*Instructions for the task*: Leaving the pictures aside, repeat each line below exactly.

*Dataset entries*:
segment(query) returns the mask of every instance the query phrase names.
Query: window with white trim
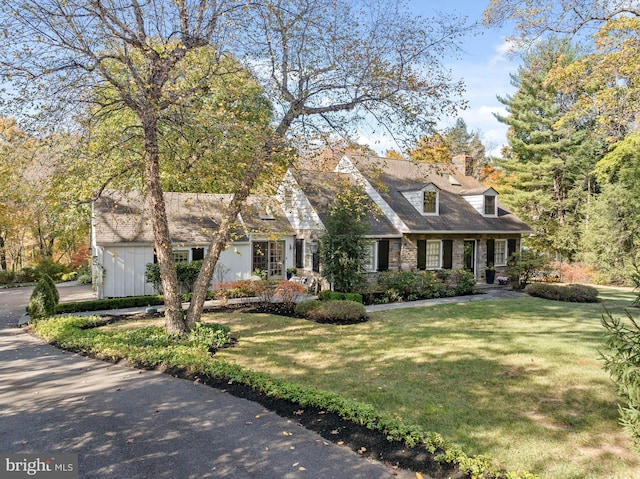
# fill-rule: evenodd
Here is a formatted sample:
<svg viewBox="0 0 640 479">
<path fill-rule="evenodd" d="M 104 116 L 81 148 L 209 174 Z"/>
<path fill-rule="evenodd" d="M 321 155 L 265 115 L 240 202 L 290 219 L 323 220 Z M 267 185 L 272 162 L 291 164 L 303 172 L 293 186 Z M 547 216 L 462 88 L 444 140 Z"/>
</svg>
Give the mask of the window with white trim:
<svg viewBox="0 0 640 479">
<path fill-rule="evenodd" d="M 496 215 L 496 197 L 493 195 L 484 195 L 484 214 L 487 216 Z"/>
<path fill-rule="evenodd" d="M 439 240 L 429 240 L 427 241 L 426 246 L 427 251 L 425 259 L 427 269 L 440 268 L 440 258 L 442 257 L 440 254 L 441 242 Z"/>
<path fill-rule="evenodd" d="M 173 252 L 173 261 L 176 263 L 186 263 L 189 261 L 189 251 L 177 250 Z"/>
<path fill-rule="evenodd" d="M 495 240 L 493 250 L 493 264 L 495 266 L 507 265 L 507 240 Z"/>
<path fill-rule="evenodd" d="M 422 192 L 422 212 L 431 215 L 438 212 L 438 193 L 436 191 Z"/>
<path fill-rule="evenodd" d="M 369 243 L 368 248 L 369 248 L 369 254 L 367 256 L 367 264 L 365 265 L 365 271 L 369 271 L 369 272 L 373 272 L 376 270 L 377 265 L 376 265 L 376 258 L 378 256 L 377 253 L 377 242 L 372 241 L 371 243 Z"/>
</svg>

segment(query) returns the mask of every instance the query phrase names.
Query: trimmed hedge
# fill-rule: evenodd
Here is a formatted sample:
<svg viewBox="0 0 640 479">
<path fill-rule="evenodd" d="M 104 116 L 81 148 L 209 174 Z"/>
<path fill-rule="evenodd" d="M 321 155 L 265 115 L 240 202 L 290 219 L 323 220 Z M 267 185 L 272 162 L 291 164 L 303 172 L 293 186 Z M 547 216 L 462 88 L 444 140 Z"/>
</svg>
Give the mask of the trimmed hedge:
<svg viewBox="0 0 640 479">
<path fill-rule="evenodd" d="M 55 308 L 56 314 L 78 313 L 82 311 L 102 311 L 105 309 L 136 308 L 164 304 L 162 296 L 129 296 L 126 298 L 95 299 L 79 303 L 62 303 Z"/>
<path fill-rule="evenodd" d="M 362 303 L 362 295 L 358 293 L 339 293 L 337 291 L 331 291 L 325 289 L 318 294 L 320 301 L 355 301 L 356 303 Z"/>
<path fill-rule="evenodd" d="M 537 298 L 567 301 L 572 303 L 597 303 L 598 290 L 583 284 L 531 283 L 524 289 L 525 293 Z"/>
<path fill-rule="evenodd" d="M 367 311 L 362 303 L 355 301 L 320 301 L 306 317 L 318 323 L 360 323 L 367 320 Z"/>
<path fill-rule="evenodd" d="M 295 314 L 301 318 L 306 318 L 312 310 L 318 308 L 321 304 L 322 303 L 316 299 L 305 299 L 296 304 Z"/>
</svg>

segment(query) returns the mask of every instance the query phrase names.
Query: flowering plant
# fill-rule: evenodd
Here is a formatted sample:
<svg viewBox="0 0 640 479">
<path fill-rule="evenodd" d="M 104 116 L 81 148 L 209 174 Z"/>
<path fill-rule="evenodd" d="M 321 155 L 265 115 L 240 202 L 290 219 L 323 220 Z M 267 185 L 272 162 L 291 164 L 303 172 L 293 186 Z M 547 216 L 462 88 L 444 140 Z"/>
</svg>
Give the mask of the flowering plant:
<svg viewBox="0 0 640 479">
<path fill-rule="evenodd" d="M 506 276 L 498 276 L 496 279 L 498 280 L 498 284 L 507 284 L 509 281 L 509 278 Z"/>
</svg>

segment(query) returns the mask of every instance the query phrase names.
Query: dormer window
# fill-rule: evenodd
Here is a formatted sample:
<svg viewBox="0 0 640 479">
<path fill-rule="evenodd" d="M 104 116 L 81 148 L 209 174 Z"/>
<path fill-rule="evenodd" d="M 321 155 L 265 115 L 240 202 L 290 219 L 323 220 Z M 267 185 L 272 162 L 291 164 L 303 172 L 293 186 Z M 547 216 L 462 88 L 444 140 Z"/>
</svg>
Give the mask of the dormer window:
<svg viewBox="0 0 640 479">
<path fill-rule="evenodd" d="M 485 216 L 496 216 L 495 195 L 484 195 L 484 214 Z"/>
<path fill-rule="evenodd" d="M 436 214 L 438 212 L 438 193 L 435 191 L 424 191 L 422 193 L 422 212 L 425 214 Z"/>
<path fill-rule="evenodd" d="M 407 185 L 399 191 L 418 213 L 424 216 L 440 214 L 440 189 L 433 183 Z"/>
</svg>

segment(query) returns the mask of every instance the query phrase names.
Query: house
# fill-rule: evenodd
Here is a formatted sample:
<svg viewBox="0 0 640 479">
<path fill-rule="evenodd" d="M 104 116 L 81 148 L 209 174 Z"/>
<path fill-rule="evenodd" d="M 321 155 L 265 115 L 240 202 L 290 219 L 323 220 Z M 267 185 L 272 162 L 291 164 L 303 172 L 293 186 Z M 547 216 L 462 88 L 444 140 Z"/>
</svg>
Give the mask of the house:
<svg viewBox="0 0 640 479">
<path fill-rule="evenodd" d="M 231 195 L 165 193 L 175 261 L 204 258 Z M 284 278 L 293 266 L 294 231 L 274 198 L 250 196 L 213 281 L 250 279 L 256 270 Z M 106 191 L 93 202 L 91 251 L 98 298 L 156 294 L 145 279 L 156 261 L 148 197 Z"/>
<path fill-rule="evenodd" d="M 481 279 L 489 264 L 506 267 L 531 230 L 471 176 L 472 161 L 344 155 L 332 172 L 288 171 L 277 198 L 296 231 L 296 266 L 320 271 L 322 218 L 340 188 L 359 184 L 372 205 L 370 273 L 465 268 Z"/>
<path fill-rule="evenodd" d="M 329 206 L 360 186 L 370 240 L 368 274 L 467 269 L 483 279 L 505 268 L 531 232 L 471 176 L 470 157 L 450 164 L 343 155 L 332 171 L 289 170 L 274 197 L 250 196 L 212 281 L 250 279 L 256 270 L 284 278 L 286 270 L 320 277 L 318 247 Z M 165 193 L 175 261 L 202 259 L 230 195 Z M 154 294 L 145 269 L 155 261 L 148 198 L 105 192 L 93 203 L 91 244 L 99 298 Z"/>
</svg>

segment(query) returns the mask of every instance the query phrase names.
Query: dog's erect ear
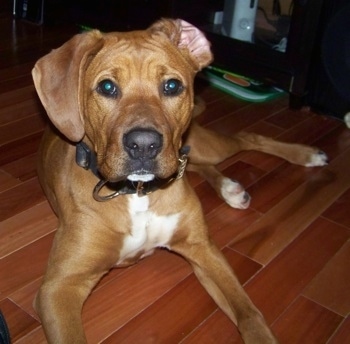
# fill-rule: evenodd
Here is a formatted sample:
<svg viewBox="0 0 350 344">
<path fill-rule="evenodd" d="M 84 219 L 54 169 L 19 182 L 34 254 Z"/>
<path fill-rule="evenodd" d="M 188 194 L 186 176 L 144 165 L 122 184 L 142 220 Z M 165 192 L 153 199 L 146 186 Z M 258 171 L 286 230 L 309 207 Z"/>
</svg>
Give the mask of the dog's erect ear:
<svg viewBox="0 0 350 344">
<path fill-rule="evenodd" d="M 93 54 L 103 46 L 102 34 L 78 34 L 51 51 L 32 70 L 35 88 L 52 123 L 69 140 L 78 142 L 84 134 L 80 112 L 81 75 Z"/>
<path fill-rule="evenodd" d="M 154 34 L 166 35 L 179 49 L 184 49 L 195 71 L 208 66 L 213 60 L 210 43 L 203 32 L 182 19 L 161 19 L 150 30 Z"/>
</svg>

*Solution to the exercise*:
segment(query) returns the mask of every instance the query phrase names.
Query: window with white trim
# fill-rule: evenodd
Here is a formatted sample:
<svg viewBox="0 0 640 479">
<path fill-rule="evenodd" d="M 104 116 L 81 148 L 209 174 Z"/>
<path fill-rule="evenodd" d="M 321 155 L 265 115 L 240 202 L 290 219 L 323 220 Z M 267 185 L 272 162 L 291 164 L 303 172 L 293 186 Z M 547 216 L 462 88 L 444 140 Z"/>
</svg>
Give the mask of the window with white trim:
<svg viewBox="0 0 640 479">
<path fill-rule="evenodd" d="M 496 215 L 496 197 L 493 195 L 484 195 L 484 214 L 487 216 Z"/>
<path fill-rule="evenodd" d="M 439 240 L 429 240 L 427 241 L 426 246 L 427 251 L 425 259 L 427 269 L 440 268 L 440 258 L 442 257 L 440 254 L 441 242 Z"/>
<path fill-rule="evenodd" d="M 173 252 L 173 261 L 176 263 L 186 263 L 189 261 L 189 251 L 177 250 Z"/>
<path fill-rule="evenodd" d="M 495 240 L 493 250 L 493 264 L 495 266 L 507 265 L 507 240 Z"/>
<path fill-rule="evenodd" d="M 422 192 L 422 212 L 431 215 L 438 212 L 438 193 L 436 191 Z"/>
<path fill-rule="evenodd" d="M 369 243 L 368 248 L 369 248 L 369 254 L 367 256 L 367 264 L 365 265 L 365 271 L 369 271 L 369 272 L 373 272 L 376 270 L 377 265 L 376 265 L 376 258 L 378 256 L 377 253 L 377 242 L 372 241 L 371 243 Z"/>
</svg>

segment(query) returns the mask of every instance the query phrase names.
Query: trimmed hedge
# fill-rule: evenodd
Here is a formatted sample:
<svg viewBox="0 0 640 479">
<path fill-rule="evenodd" d="M 104 116 L 81 148 L 209 174 Z"/>
<path fill-rule="evenodd" d="M 321 155 L 265 115 L 240 202 L 290 219 L 323 220 Z M 267 185 L 272 162 L 291 164 L 303 172 L 293 186 Z M 547 216 L 462 88 L 444 140 Z"/>
</svg>
Give the mask of the trimmed hedge:
<svg viewBox="0 0 640 479">
<path fill-rule="evenodd" d="M 55 308 L 56 314 L 78 313 L 82 311 L 102 311 L 105 309 L 136 308 L 164 304 L 162 296 L 129 296 L 126 298 L 95 299 L 79 303 L 62 303 Z"/>
<path fill-rule="evenodd" d="M 362 303 L 362 295 L 358 293 L 339 293 L 337 291 L 331 291 L 325 289 L 318 294 L 320 301 L 355 301 L 356 303 Z"/>
<path fill-rule="evenodd" d="M 537 298 L 567 301 L 572 303 L 597 303 L 598 290 L 583 284 L 531 283 L 524 289 L 525 293 Z"/>
<path fill-rule="evenodd" d="M 367 311 L 362 303 L 355 301 L 320 301 L 306 317 L 318 323 L 360 323 L 367 320 Z"/>
<path fill-rule="evenodd" d="M 295 314 L 301 318 L 306 318 L 312 310 L 318 308 L 321 304 L 322 303 L 316 299 L 305 299 L 296 304 Z"/>
</svg>

segment(query) returns the mask of every instance the query phrase names.
Query: flowering plant
# fill-rule: evenodd
Here is a formatted sample:
<svg viewBox="0 0 640 479">
<path fill-rule="evenodd" d="M 104 116 L 81 148 L 209 174 Z"/>
<path fill-rule="evenodd" d="M 321 155 L 265 115 L 240 202 L 290 219 L 323 220 Z M 267 185 L 272 162 L 291 164 L 303 172 L 293 186 Z M 547 216 L 462 88 L 444 140 Z"/>
</svg>
Give the mask of the flowering plant:
<svg viewBox="0 0 640 479">
<path fill-rule="evenodd" d="M 506 276 L 498 276 L 496 279 L 498 280 L 498 284 L 507 284 L 509 281 L 509 278 Z"/>
</svg>

segment(query) returns the mask of every instance the query phrase names.
Query: dormer window
# fill-rule: evenodd
Here is a formatted sample:
<svg viewBox="0 0 640 479">
<path fill-rule="evenodd" d="M 104 116 L 81 148 L 209 174 Z"/>
<path fill-rule="evenodd" d="M 321 155 L 265 115 L 240 202 L 290 219 L 323 220 Z M 267 185 L 272 162 L 291 164 L 303 172 L 293 186 Z M 547 216 L 462 88 L 444 140 Z"/>
</svg>
Give the mask of the dormer window:
<svg viewBox="0 0 640 479">
<path fill-rule="evenodd" d="M 485 216 L 496 216 L 495 195 L 484 195 L 484 214 Z"/>
<path fill-rule="evenodd" d="M 436 214 L 438 212 L 438 193 L 435 191 L 424 191 L 422 193 L 422 212 L 425 214 Z"/>
<path fill-rule="evenodd" d="M 407 185 L 399 191 L 418 213 L 424 216 L 440 214 L 440 189 L 433 183 Z"/>
</svg>

segment(query) returns the mask of every instance the query phrase names.
Query: house
# fill-rule: evenodd
Here is a formatted sample:
<svg viewBox="0 0 640 479">
<path fill-rule="evenodd" d="M 104 116 L 81 148 L 209 174 Z"/>
<path fill-rule="evenodd" d="M 321 155 L 265 115 L 240 202 L 290 219 L 323 220 Z M 267 185 L 272 162 L 291 164 L 303 172 L 293 186 Z M 547 216 L 462 88 L 444 140 Z"/>
</svg>
Give the mask of the house:
<svg viewBox="0 0 640 479">
<path fill-rule="evenodd" d="M 231 195 L 165 193 L 175 261 L 204 258 Z M 284 278 L 293 266 L 294 231 L 274 198 L 250 196 L 213 281 L 250 279 L 256 270 Z M 106 191 L 93 202 L 91 251 L 98 298 L 156 294 L 145 279 L 156 261 L 148 197 Z"/>
<path fill-rule="evenodd" d="M 481 279 L 489 264 L 506 267 L 531 230 L 471 176 L 472 161 L 344 155 L 332 172 L 288 171 L 277 198 L 296 231 L 296 266 L 320 271 L 322 218 L 340 188 L 359 184 L 372 205 L 370 273 L 465 268 Z"/>
<path fill-rule="evenodd" d="M 329 206 L 360 186 L 370 240 L 368 274 L 467 269 L 483 279 L 505 268 L 531 232 L 471 176 L 470 157 L 450 164 L 343 155 L 332 171 L 289 170 L 274 197 L 250 196 L 212 281 L 250 279 L 256 270 L 284 278 L 286 270 L 320 277 L 318 247 Z M 165 193 L 175 261 L 202 259 L 230 195 Z M 154 294 L 145 269 L 155 261 L 148 198 L 105 192 L 93 203 L 91 244 L 99 298 Z"/>
</svg>

segment(query) returns the mask of every instance the query phrase names.
Query: dog's erect ear
# fill-rule: evenodd
Here is a formatted sample:
<svg viewBox="0 0 350 344">
<path fill-rule="evenodd" d="M 84 219 L 54 169 L 19 182 L 34 254 Z"/>
<path fill-rule="evenodd" d="M 188 194 L 186 176 L 144 165 L 122 184 L 142 220 Z M 165 192 L 153 199 L 146 186 Z M 258 171 L 286 230 L 309 207 Z"/>
</svg>
Give the mask of the dog's erect ear:
<svg viewBox="0 0 350 344">
<path fill-rule="evenodd" d="M 93 54 L 103 46 L 102 34 L 78 34 L 51 51 L 32 70 L 35 88 L 52 123 L 69 140 L 78 142 L 84 134 L 80 112 L 81 75 Z"/>
<path fill-rule="evenodd" d="M 154 34 L 166 35 L 179 49 L 184 49 L 195 71 L 208 66 L 213 60 L 210 43 L 203 32 L 182 19 L 161 19 L 150 30 Z"/>
</svg>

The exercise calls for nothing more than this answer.